DIRECTIONS: Pictures are not part of the copy; repeat everything else in the records exactly.

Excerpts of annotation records
.....

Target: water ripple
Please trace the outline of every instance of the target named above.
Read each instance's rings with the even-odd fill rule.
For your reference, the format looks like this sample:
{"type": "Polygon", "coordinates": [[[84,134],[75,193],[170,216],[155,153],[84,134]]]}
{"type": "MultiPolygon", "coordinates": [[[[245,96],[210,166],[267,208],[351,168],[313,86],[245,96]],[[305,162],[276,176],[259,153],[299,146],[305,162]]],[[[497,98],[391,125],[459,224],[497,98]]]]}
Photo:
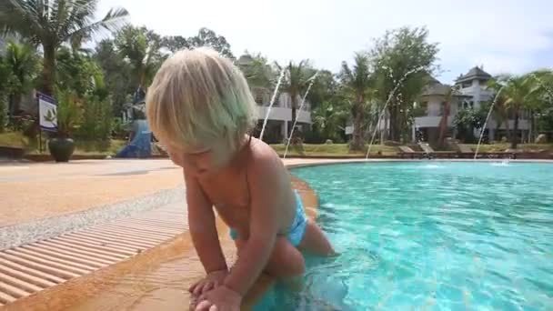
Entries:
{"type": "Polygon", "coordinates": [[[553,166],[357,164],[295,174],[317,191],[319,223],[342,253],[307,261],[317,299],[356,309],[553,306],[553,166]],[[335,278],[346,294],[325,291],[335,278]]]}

.....

OUTPUT FOR THIS EXERCISE:
Target: water ripple
Please trace the outline of every instance of the target named above.
Read each instance's rings with the even-odd fill rule.
For your reference, the format looks like this sample:
{"type": "Polygon", "coordinates": [[[84,134],[75,193],[170,216],[155,153],[84,134]]]}
{"type": "MultiPolygon", "coordinates": [[[[245,96],[210,166],[267,208],[351,168],[313,86],[245,96]],[[305,162],[276,176],[259,153],[299,146],[305,162]]],[[[497,98],[391,125],[459,224],[497,98]]]]}
Photo:
Entries:
{"type": "Polygon", "coordinates": [[[553,166],[357,164],[295,174],[317,191],[319,223],[342,253],[307,261],[317,299],[356,309],[553,306],[553,166]],[[335,278],[346,294],[325,291],[335,278]]]}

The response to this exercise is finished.